Saturday 12 March 2022

226. Opheem

 


  While some fabulous restaurant developments are taking place in the towns near Birmingham we must not forget the gems in the city itself and it may be argued that the jewel in the crown is the impeccable Opheem. This seems to be the Birmingham restaurant which is most likely to reap the city’s first ever 2 Michelin stars award if it keeps up its momentum. And presently there’s every sign that the momentum is building up more and more.

  There’s a new, more intimately welcoming entrance and luxuriously comfortable lounge area where amuses gueules are served with cocktails (well mine’s a perfectly prepared Monkey 47 and tonic with, importantly, a slice of grapefruit) and where an après-feast of petits four (a feast within a feast) is served with the coffee in a cosily comfortable, indulgently lazy few post prandial minutes before settling the bill and stepping out into the late Birmingham evening. 

  The staff are spot-on and the form of service in which the chefs deliver their dishes directly to the diners works so well bringing an intimate triangular relationship between food, eater and cook which is far superior to our current state of general service where food arrives at the table brought by a charming but often inexperienced young person who whispers a rushed explanation of what is in the dish or indeed fleetingly appears at the table and disappears without a word being uttered. At Opheem a chef responsible for the rather remarkable creation lovingly held in his hand describes his culinary little work of art to the diner clearly and presents the diner with a clear knowledge of what they are about to eat and just what is  the story behind it.

  It is wholly wrong to go to Opheem, I have learned, and having anything less than the full tasting menu. Too many gems are missed by choosing any other option. That said it isn’t easy to remember the detail of every dish without the use of a notebook (and I have no intention of looking like an gastronomic equivalent of a trainspotter) so my recall, little grey cells now matched by the colour of my once luxurious brown hair and like it, thinning out considerably, of the full panoply of Opheem tasting menu delights is not full and so I present a gallery of those delights with less description than would be ideal and possibly with a mild amount of inaccuracy. Three fabulous - yes, fabulous - amuses gueules, ‘snacks’, are served in the comfort of the lounge while my Monkey 47 gets things stoked up (look at the magic in the photographs) and then the final amuse bouche, tabuk maaz,  is served in the chic, cool, dining room under its ceiling of lights - confit hoggat with a little bowl of dreamy biryani gravy, shorba, and a mutton rib. Pure delight.







  Then to the first starter proper introduced as”the carrot dish”. The following day I dined at Grace and Savour and there too one course was described to me as “the carrot dish”. Is “the carrot dish” now an accepted course in the flow of a multicourse meal? I ask myself. I don’t mind carrots, in fact I find quite pleasurable, but really, are they worthy of being a course in their own right? I think not. Regardless, Opheem’s version of ‘the carrot course’, gajar, was, as one might expect, quite special being a tandoori-flavoured sand carrot served with a lentil pakora and a cooling but spicy chutney. Then the shockingly delicious tisria, Orkney scallop, perfectly cooked with beautiful spices which allowed the flavour of scallop still to soothe the palate and well balanced with cucumber. Two macaroons for this dish.

[RECORDS SUPPLIED]:
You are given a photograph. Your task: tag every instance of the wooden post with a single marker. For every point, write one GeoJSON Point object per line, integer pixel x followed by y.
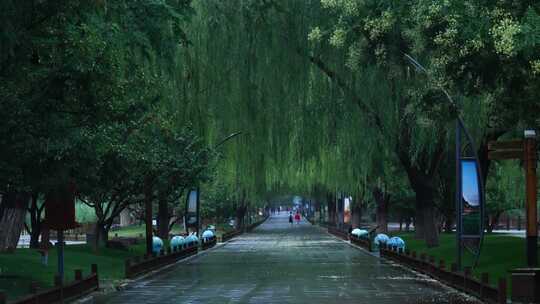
{"type": "Point", "coordinates": [57, 280]}
{"type": "Point", "coordinates": [502, 291]}
{"type": "Point", "coordinates": [127, 268]}
{"type": "Point", "coordinates": [78, 274]}
{"type": "Point", "coordinates": [485, 282]}
{"type": "Point", "coordinates": [530, 186]}
{"type": "Point", "coordinates": [34, 287]}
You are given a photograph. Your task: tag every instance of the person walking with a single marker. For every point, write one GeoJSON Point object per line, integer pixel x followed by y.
{"type": "Point", "coordinates": [290, 218]}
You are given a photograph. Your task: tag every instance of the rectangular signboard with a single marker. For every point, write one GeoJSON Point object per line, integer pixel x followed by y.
{"type": "Point", "coordinates": [192, 209]}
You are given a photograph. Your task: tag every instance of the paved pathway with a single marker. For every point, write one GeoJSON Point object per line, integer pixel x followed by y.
{"type": "Point", "coordinates": [280, 263]}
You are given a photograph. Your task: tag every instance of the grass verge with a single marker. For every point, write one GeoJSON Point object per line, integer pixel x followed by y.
{"type": "Point", "coordinates": [500, 254]}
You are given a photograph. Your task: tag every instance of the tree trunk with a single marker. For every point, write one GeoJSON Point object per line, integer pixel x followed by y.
{"type": "Point", "coordinates": [163, 218]}
{"type": "Point", "coordinates": [356, 214]}
{"type": "Point", "coordinates": [381, 199]}
{"type": "Point", "coordinates": [240, 215]}
{"type": "Point", "coordinates": [35, 221]}
{"type": "Point", "coordinates": [427, 209]}
{"type": "Point", "coordinates": [493, 222]}
{"type": "Point", "coordinates": [148, 213]}
{"type": "Point", "coordinates": [101, 234]}
{"type": "Point", "coordinates": [45, 238]}
{"type": "Point", "coordinates": [12, 220]}
{"type": "Point", "coordinates": [332, 214]}
{"type": "Point", "coordinates": [448, 224]}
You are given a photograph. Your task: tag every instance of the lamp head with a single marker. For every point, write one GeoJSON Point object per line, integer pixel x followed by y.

[EXERCISE PROMPT]: Transcribe the stretch of the Opheem review from "Then to the" through "for this dish.".

[SOLUTION TO THE PROBLEM]:
Then to the first starter proper introduced as”the carrot dish”. The following day I dined at Grace and Savour and there too one course was described to me as “the carrot dish”. Is “the carrot dish” now an accepted course in the flow of a multicourse meal? I ask myself. I don’t mind carrots, in fact I find quite pleasurable, but really, are they worthy of being a course in their own right? I think not. Regardless, Opheem’s version of ‘the carrot course’, gajar, was, as one might expect, quite special being a tandoori-flavoured sand carrot served with a lentil pakora and a cooling but spicy chutney. Then the shockingly delicious tisria, Orkney scallop, perfectly cooked with beautiful spices which allowed the flavour of scallop still to soothe the palate and well balanced with cucumber. Two macaroons for this dish.